_FRAGMENT_
+===+

De Omgevingswet: Nu echt!

Deel I | Over de toekomst van de doelgroepenverordening 15 november 2021

In de Kamerbrief van 1 november 2021 heeft de minister laten weten dat de betrokken overheden de overtuiging hebben dat de Omgevingswet nu echt op verantwoorde wijze op 1 juli 2022 in werking kan treden.

Omgevingswet steeds dichterbij

Er zijn grote stappen gezet met het digitaal stelsel omgevingswet (DSO) en de bevoegde gezagen zijn volop aan het oefenen. Nu de Omgevingswet steeds dichter bij komt, rijzen ook steeds vaker concrete vragen over de werking van het nieuwe stelsel en het overgangsrecht. In deze bijdrage behandelen we de wijze waarop de huidige regeling van de doelgroepenverordeningen in de Omgevingswet terugkomt.

Doelgroepenverordening

In de afgelopen jaren zijn steeds meer gemeenten overgegaan tot het vaststellen van een doelgroepenverordening. Daarmee kan een instandhoudingstermijn voor sociale huurwoningen, middeldure huurwoningen en sociale koopwoningen, worden bepaald. De regeling van 3.1.2 en 1.1.1 Besluit ruimtelijke ordening (Bro) wordt weliswaar opgenomen in artikel 5.161c Besluit kwaliteit leefomgeving (Bkl). Daarin is echter bepaald dat de betreffende regels moeten worden opgenomen in het omgevingsplan en dus niet in een doelgroepenverordening. Het gevolg is dat met de inwerkingtreding van de Omgevingswet de grondslag aan de doelgroepenverordeningen komt te ontvallen. In afdeling 12.4 Bkl en hoofdstuk 22 van de Invoeringswet is niet voorzien in overgangsrecht op dit punt. De verordeningen worden ook niet van rechtswege onderdeel van het omgevingsplan.

+===+

Records afkomstig uit een dataset
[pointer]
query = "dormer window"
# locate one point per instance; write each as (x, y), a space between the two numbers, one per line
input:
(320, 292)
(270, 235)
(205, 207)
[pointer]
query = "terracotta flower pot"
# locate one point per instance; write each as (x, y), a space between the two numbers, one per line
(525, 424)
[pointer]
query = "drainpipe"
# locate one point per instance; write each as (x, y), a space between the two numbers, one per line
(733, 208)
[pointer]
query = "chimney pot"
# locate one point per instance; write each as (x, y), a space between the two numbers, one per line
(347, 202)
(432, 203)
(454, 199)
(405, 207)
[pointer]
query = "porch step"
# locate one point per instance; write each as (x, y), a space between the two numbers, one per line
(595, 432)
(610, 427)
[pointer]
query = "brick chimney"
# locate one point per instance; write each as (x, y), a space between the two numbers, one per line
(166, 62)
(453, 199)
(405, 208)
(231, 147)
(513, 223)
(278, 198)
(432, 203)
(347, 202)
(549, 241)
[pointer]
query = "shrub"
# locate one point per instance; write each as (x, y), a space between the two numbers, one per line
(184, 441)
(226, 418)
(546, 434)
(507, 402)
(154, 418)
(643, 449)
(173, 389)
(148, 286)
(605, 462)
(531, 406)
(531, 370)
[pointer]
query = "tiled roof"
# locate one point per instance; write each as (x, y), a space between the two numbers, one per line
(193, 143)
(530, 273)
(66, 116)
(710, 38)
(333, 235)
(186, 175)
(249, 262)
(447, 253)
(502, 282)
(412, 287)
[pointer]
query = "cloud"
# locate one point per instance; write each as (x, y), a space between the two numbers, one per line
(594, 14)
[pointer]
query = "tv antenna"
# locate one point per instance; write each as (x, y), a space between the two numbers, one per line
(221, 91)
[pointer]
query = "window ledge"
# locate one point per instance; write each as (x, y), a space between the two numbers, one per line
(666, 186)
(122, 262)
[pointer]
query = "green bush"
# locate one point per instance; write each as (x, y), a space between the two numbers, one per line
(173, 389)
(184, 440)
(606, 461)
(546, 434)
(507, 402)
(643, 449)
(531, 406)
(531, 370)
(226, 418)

+===+

_UIT TE VOEREN OPDRACHTEN_
1. Beantwoord de volgende vragen over de tekst over de Omgevingswet.
(a) Op welke datum kan de Omgevingswet volgens de Kamerbrief in werking treden?
(b) Voor welke soorten woningen kan met een doelgroepenverordening een instandhoudingstermijn worden bepaald?
(c) In welk artikel van het Besluit kwaliteit leefomgeving wordt de regeling uit het Besluit ruimtelijke ordening opgenomen?
2. Wijzig in de tekst over de Omgevingswet het deel tussen "De Omgevingswet: Nu" en "de Omgevingswet terugkomt.", beide inbegrepen, en geef het opnieuw weer met "bevoegde gezagen" vervangen door "betrokken overheden".
3. Zet de tekst over de Omgevingswet voort vanaf het punt waar die ophoudt.

_VERWACHTE RESULTATEN_
1.
(a) Op 1 juli 2022.
(b) Voor sociale huurwoningen, middeldure huurwoningen en sociale koopwoningen.
(c) In artikel 5.161c Besluit kwaliteit leefomgeving (Bkl).

2.
De Omgevingswet: Nu echt!

Deel I | Over de toekomst van de doelgroepenverordening 15 november 2021

In de Kamerbrief van 1 november 2021 heeft de minister laten weten dat de betrokken overheden de overtuiging hebben dat de Omgevingswet nu echt op verantwoorde wijze op 1 juli 2022 in werking kan treden.

Omgevingswet steeds dichterbij

Er zijn grote stappen gezet met het digitaal stelsel omgevingswet (DSO) en de betrokken overheden zijn volop aan het oefenen. Nu de Omgevingswet steeds dichter bij komt, rijzen ook steeds vaker concrete vragen over de werking van het nieuwe stelsel en het overgangsrecht. In deze bijdrage behandelen we de wijze waarop de huidige regeling van de doelgroepenverordeningen in de Omgevingswet terugkomt.

3.
Desgevraagd heeft het ministerie laten weten dat inderdaad de grondslag voor doelgroepenverordeningen bij inwerkingtreding van de Omgevingswet vervalt. De regels over woningbouwcategorieën in bestemmings- of exploitatieplannen in het tijdelijk deel van het omgevingsplan zullen echter nog wel naar die verordeningen verwijzen of voor hun werking daarvan afhankelijk zijn. Het ministerie is van mening dat de doelgroepenverordeningen bij inwerkingtreding van de Omgevingswet op artikel 4.1 Omgevingswet kunnen berusten en buiten het omgevingsplan mogen staan.

Tweeledige werking

Het is de vraag of dit standpunt juist is. De doelgroepenverordeningen hebben immers een tweeledige werking. Enerzijds wordt daarin bepaald wanneer woningen in een bepaalde categorie vallen, hetgeen nodig is voor de werking van in bestemmingsplannen opgenomen percentages voor woningbouwcategorieën. Anderzijds scheppen de doelgroepenverordeningen zelfstandig een instandhoudingsverplichting. Hoewel oorspronkelijk wellicht beoogd was om de instandhoudingsverplichting rechtstreeks uit het Bro te laten voortvloeien (NvT Stb. 2008, 145), wordt inmiddels door de regering aangenomen dat de instandhoudingsverplichting voortvloeit uit de doelgroepenverordening zelf (NvT Stb. 2017, 172). Met de inwerkingtreding van de Omgevingswet kan dat laatste niet langer het geval zijn, aangezien alsdan in artikel 5.161c Bkl uitdrukkelijk wordt bepaald dat de instandhoudingstermijn in het omgevingsplan moet zijn bepaald. De doelgroepenverordeningen zullen bovendien ingevolge artikel 122 Gemeentewet van rechtswege vervallen.

Gemeenten doen er al met al goed aan om tijdig te bedenken op welke wijze de regeling van de doelgroepenverordening onder de werking van de Omgevingswet terug moet komen.